Parachute opening force, ${\displaystyle F_{o}}$, by the ${\displaystyle [{\frac {W}{(C_{D}S)_{p}}}]}$ method:

${\displaystyle F_{o}=(C_{D}S)_{2-3}\cdot q_{2}\cdot C_{x}\cdot X_{1}}$

${\displaystyle X_{1}=f[{\frac {W}{C_{D}S}}]}$

${\displaystyle {\frac {W}{(C_{D}S)_{2-3}}}={\frac {2400\ lb}{(3744-82.4)ft^{2}}}={\frac {2400\ lb}{3661.3\ ft^{2}}}=0.656\ lb/ft^{2}}$

${\displaystyle X_{1}}$ for 0.656 is 0.07 and

${\displaystyle F_{o}=(3631)(23.94)(1.30)(0.07)=7910}$

Opening force by the Pflanz method:

${\displaystyle F_{o}=(C_{D}S)_{3}\cdot q_{2}\cdot C_{x}\cdot X_{1}}$

${\displaystyle X_{1}=f(A)}$

${\displaystyle A={\frac {2W}{(C_{D}S)_{3}\cdot \rho \cdot g\cdot t_{f}\cdot v_{2}}}}$

Known variables are ${\displaystyle W,\ \rho ,\ g,and\ v_{2}.}$

${\displaystyle (C_{D}S)_{3}=(C_{D}S)_{o}-(C_{D}S)_{R}=3744-82.3=3661.7ft^{2}}$

A 6-second reefing time, ${\displaystyle t_{R}}$, is selected, and an altitude loss during the reefed stage of 500 feet is calculated (from 7000 feet to 6000 feet). Density, ${\displaystyle \rho }$, at 6500 feet is 0.0019569 slugs/ft^3.

The filling time, ${\displaystyle t_{f}}$, is obtained by

${\displaystyle t_{f}=t_{2-3}={\frac {nD}{v_{2}}}\cdot {\sqrt {\frac {(C_{D}S)_{o}-(C_{D}S)_{R}}{(C_{D}S)_{o}}}}}$

From Table 5-6 in section 5.4.3, a canopy fill constant n = 7${\displaystyle ^{*}}$ is selected; therefore,

${\displaystyle t_{f}={\frac {7(72.7)}{155.6}}\cdot {\sqrt {\frac {3744-82.4}{3744}}}=2.80(0.988)=2.73\ s^{*}}$

${\displaystyle A={\frac {2(4800\ lb)}{(2)(3661\ ft^{2})(0.0019569)(32.17)(2.87\ s)(155.6\ ft/s)}}=0.0471}$

From evaluation of test data, it is known that the drag-area-increase-versus-time of extended-skirt parachutes at disreef occurs in a concave form, denoted in Figure 5-51 by the definition n = 2. For a ballistic parameter A = 0.0471 and a drag area increase in accordance with n = 2, the force reduction factor, ${\displaystyle X_{1}}$ is 0.067, and the parachute disreef force, ${\displaystyle F_{o}}$, is

${\displaystyle F_{o}=(3.661\ ft^{2})(21.76\ lb/ft^{2})(1.4)(0.067)=7472\ lb}$

Results of changing the canopy inflation time, ${\displaystyle t_{f}}$, and the drag-area-versus-time profile, n, are shown in Table 7-2.

▶ _Source material_
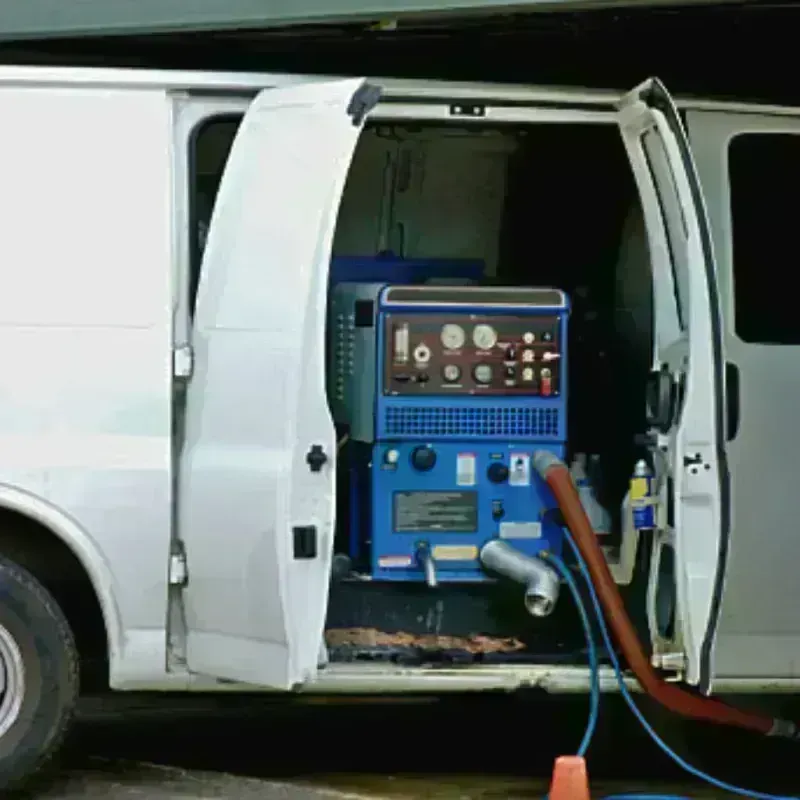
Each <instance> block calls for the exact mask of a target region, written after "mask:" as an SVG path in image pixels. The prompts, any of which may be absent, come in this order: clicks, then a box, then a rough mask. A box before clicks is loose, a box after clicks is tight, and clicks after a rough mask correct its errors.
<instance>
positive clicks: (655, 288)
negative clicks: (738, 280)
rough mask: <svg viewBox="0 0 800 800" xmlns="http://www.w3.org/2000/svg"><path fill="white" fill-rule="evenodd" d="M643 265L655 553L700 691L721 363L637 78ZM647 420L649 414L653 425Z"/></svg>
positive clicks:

==

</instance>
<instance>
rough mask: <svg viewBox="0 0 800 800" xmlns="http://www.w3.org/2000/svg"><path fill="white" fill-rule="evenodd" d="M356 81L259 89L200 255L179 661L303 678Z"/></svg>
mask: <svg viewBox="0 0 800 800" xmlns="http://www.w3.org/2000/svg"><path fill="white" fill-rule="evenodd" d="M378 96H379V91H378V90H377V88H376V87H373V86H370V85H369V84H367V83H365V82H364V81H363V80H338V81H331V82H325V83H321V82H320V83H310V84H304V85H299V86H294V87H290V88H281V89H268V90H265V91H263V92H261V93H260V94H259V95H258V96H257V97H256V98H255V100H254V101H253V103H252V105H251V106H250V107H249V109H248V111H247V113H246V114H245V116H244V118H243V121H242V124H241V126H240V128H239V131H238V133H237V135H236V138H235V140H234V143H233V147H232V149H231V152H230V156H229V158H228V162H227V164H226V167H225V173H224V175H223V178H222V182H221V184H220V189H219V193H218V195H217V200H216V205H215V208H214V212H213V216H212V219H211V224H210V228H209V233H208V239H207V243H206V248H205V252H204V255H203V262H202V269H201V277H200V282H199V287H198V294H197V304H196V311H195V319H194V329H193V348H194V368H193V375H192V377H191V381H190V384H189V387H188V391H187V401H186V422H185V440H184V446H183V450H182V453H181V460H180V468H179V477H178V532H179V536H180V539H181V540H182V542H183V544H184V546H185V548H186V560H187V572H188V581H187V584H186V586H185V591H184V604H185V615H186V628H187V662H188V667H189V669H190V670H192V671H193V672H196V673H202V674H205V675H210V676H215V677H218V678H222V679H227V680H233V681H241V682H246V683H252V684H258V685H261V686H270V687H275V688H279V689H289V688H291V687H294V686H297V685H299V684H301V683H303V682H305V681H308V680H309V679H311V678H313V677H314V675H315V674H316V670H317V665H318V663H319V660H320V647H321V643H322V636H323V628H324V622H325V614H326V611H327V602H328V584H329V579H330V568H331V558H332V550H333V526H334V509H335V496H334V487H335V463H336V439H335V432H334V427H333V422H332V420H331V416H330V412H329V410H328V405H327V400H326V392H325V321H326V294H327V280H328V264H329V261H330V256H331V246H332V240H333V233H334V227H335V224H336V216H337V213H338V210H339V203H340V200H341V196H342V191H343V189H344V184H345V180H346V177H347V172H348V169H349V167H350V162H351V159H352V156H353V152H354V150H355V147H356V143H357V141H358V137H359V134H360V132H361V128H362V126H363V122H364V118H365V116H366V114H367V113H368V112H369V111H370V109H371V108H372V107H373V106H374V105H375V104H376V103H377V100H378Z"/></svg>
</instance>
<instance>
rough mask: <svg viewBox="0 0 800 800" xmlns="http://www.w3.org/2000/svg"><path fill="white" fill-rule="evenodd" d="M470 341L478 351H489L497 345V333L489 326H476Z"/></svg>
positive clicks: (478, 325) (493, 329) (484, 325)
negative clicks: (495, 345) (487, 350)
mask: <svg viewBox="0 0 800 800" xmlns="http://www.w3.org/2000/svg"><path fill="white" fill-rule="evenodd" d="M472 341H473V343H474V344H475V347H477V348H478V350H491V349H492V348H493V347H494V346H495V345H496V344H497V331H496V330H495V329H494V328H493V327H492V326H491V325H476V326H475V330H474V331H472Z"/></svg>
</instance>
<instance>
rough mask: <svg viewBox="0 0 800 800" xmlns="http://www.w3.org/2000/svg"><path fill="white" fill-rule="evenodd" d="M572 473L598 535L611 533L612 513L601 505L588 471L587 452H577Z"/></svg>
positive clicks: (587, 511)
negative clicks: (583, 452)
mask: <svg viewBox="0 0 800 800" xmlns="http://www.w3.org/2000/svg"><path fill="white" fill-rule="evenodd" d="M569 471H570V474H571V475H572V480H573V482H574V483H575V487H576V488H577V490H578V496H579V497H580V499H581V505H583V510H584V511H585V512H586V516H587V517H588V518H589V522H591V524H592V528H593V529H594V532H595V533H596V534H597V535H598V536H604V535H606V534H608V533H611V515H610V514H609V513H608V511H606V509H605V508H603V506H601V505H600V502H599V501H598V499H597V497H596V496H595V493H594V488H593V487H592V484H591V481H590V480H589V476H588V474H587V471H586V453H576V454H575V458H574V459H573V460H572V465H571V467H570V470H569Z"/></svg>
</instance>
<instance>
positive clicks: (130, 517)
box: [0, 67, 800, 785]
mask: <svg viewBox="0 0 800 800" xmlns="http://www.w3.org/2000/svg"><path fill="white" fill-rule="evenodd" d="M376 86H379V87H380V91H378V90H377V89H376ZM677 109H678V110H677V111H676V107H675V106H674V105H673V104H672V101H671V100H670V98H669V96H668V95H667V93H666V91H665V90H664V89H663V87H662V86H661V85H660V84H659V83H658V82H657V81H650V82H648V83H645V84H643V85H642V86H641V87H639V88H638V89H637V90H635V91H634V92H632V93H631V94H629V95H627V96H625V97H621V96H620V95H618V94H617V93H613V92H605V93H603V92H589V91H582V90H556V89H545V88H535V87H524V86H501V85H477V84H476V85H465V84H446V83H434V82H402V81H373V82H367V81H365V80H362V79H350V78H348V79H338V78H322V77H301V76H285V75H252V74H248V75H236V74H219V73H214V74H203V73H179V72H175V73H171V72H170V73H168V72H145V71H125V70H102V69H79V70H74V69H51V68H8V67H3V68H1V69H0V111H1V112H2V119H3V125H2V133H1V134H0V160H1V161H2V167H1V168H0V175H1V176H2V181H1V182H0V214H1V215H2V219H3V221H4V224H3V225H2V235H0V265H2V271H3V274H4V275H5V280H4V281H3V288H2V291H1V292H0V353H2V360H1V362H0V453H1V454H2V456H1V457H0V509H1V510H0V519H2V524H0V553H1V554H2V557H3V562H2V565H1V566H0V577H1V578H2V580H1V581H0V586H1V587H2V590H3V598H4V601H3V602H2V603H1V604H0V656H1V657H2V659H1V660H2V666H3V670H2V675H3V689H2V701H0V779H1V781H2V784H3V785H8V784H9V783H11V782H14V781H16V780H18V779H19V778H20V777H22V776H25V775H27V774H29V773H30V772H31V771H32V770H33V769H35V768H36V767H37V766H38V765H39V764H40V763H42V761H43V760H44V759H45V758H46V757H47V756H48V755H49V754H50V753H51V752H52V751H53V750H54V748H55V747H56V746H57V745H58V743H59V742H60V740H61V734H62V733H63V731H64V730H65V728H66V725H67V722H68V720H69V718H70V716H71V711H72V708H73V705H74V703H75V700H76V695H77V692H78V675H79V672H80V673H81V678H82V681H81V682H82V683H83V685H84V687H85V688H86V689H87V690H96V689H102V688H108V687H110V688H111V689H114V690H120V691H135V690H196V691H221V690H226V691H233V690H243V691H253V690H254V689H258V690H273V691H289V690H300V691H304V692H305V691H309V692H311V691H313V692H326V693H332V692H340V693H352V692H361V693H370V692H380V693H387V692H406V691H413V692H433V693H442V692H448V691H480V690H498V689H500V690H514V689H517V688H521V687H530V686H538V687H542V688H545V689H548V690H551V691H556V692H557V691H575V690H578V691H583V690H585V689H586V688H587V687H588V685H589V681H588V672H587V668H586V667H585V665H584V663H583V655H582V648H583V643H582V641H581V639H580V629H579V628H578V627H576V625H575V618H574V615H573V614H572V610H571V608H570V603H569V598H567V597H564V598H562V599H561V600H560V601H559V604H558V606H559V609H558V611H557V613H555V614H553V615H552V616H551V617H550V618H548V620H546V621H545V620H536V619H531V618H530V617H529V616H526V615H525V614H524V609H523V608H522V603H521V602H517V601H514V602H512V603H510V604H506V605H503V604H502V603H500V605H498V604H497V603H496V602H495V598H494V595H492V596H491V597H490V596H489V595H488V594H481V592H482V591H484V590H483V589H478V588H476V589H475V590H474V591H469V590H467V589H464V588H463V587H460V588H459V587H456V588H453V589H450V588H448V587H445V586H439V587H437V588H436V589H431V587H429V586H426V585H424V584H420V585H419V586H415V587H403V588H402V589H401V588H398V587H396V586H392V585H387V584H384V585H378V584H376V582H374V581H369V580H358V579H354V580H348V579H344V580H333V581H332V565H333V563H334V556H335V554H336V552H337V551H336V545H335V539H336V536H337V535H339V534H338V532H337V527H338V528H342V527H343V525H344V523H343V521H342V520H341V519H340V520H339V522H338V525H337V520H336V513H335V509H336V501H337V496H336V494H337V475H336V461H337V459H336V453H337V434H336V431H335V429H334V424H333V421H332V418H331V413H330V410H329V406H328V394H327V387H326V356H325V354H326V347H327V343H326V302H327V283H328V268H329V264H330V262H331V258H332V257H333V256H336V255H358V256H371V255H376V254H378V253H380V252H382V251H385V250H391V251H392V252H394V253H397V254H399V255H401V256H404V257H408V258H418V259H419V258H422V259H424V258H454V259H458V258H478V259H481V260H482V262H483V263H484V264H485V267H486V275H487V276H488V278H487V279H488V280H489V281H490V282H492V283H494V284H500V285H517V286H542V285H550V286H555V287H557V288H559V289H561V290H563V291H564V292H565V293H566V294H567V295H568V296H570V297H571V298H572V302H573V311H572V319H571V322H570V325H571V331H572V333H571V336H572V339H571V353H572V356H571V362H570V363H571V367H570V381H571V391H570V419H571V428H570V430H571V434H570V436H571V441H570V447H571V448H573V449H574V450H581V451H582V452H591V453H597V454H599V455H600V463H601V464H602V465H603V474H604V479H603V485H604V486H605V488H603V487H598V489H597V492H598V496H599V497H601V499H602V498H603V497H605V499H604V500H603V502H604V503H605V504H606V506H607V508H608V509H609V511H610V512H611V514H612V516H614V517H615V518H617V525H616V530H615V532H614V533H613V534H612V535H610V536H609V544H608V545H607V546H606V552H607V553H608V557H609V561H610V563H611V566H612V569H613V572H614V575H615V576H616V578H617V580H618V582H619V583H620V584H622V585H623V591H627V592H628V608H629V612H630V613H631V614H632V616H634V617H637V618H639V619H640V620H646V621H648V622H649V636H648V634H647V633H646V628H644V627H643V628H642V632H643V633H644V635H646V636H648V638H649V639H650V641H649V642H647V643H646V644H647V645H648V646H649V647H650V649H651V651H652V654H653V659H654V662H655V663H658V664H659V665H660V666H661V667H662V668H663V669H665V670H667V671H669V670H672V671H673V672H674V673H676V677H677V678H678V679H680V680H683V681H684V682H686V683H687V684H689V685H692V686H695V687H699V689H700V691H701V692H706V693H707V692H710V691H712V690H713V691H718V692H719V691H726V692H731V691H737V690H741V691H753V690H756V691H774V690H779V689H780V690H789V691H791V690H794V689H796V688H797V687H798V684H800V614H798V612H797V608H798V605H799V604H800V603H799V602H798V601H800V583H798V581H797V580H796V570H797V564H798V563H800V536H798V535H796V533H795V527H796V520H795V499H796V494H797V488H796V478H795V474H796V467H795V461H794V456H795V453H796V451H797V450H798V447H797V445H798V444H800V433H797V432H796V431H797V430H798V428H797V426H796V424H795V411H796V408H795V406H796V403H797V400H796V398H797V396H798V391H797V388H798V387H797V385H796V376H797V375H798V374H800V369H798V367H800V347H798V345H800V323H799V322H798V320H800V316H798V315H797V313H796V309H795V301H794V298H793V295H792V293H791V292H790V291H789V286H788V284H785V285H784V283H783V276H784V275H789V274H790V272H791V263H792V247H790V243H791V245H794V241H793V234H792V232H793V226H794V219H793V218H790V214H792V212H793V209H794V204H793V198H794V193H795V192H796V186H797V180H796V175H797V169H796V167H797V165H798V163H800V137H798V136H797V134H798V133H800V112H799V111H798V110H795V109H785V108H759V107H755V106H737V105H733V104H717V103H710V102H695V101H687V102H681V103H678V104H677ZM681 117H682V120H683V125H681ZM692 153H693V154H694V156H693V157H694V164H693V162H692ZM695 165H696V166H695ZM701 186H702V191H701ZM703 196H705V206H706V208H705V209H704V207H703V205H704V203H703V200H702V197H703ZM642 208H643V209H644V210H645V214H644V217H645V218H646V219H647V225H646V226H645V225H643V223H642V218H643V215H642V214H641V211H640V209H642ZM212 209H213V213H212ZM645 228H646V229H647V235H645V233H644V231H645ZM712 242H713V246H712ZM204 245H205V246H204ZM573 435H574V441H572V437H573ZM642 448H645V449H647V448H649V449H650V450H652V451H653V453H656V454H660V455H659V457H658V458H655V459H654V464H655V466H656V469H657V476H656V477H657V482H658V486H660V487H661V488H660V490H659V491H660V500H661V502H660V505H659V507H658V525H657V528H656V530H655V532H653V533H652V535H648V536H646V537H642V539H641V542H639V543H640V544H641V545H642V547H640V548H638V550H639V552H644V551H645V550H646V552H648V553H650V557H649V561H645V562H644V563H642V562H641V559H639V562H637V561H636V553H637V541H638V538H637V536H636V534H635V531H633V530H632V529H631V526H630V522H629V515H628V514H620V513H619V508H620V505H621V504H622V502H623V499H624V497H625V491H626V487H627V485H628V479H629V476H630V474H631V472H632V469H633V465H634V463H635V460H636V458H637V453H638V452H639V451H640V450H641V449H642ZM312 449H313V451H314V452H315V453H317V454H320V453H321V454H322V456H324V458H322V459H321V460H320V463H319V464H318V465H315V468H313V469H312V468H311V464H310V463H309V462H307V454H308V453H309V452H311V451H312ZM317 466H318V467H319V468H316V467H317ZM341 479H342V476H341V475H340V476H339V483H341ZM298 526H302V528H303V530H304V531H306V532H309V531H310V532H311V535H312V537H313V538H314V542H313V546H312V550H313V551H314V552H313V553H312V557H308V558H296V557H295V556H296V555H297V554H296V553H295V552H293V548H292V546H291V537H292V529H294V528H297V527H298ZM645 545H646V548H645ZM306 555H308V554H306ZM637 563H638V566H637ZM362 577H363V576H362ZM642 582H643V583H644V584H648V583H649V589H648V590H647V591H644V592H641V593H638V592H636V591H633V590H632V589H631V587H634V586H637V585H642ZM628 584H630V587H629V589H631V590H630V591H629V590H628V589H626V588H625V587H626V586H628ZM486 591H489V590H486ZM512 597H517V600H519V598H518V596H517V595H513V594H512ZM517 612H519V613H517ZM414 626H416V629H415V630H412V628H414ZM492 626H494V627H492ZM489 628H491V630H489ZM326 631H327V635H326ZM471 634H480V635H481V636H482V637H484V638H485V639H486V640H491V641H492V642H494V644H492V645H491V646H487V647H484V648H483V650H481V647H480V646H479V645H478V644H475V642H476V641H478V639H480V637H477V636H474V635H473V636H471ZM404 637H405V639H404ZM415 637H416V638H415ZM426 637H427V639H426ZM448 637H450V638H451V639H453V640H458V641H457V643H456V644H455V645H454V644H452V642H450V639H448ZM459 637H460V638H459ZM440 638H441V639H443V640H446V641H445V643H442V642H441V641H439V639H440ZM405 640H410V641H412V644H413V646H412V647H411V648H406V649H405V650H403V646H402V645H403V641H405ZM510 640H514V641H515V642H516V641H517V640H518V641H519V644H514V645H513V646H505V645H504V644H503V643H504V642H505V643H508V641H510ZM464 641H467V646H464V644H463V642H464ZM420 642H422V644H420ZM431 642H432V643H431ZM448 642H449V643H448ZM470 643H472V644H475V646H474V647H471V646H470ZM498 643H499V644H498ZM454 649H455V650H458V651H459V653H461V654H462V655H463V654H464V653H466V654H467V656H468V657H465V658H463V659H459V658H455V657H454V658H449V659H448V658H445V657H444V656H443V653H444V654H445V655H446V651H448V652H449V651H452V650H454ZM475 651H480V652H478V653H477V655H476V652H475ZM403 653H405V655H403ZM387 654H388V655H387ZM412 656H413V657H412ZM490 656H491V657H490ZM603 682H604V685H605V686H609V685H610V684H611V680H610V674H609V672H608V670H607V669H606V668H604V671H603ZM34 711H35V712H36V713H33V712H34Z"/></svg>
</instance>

▶ _Directions_
a – In the parachute opening-force text, translate this sentence into Spanish: "From evaluation of test data, it is known that the drag-area-increase-versus-time of extended-skirt parachutes at disreef occurs in a concave form, denoted in Figure 5-51 by the definition n = 2."
b – Name every table and figure that the parachute opening-force text refers to by number.
c – Reproduce the part of the parachute opening-force text from "A 6-second reefing" up to and including "is 0.0019569 slugs/ft^3.", word for word.

▶ _Expected results_
a – A partir de la evaluación de los datos de ensayo, se sabe que el aumento del área de arrastre en función del tiempo de los paracaídas de faldón extendido durante el desrizado se produce de forma cóncava, lo que se indica en la Figura 5-51 mediante la definición n = 2.

b – Table 5-6, Figure 5-51, Table 7-2

c –
A 6-second reefing time, ${\displaystyle t_{R}}$, is selected, and an altitude loss during the reefed stage of 500 feet is calculated (from 7000 feet to 6000 feet). Density, ${\displaystyle \rho }$, at 6500 feet is 0.0019569 slugs/ft^3.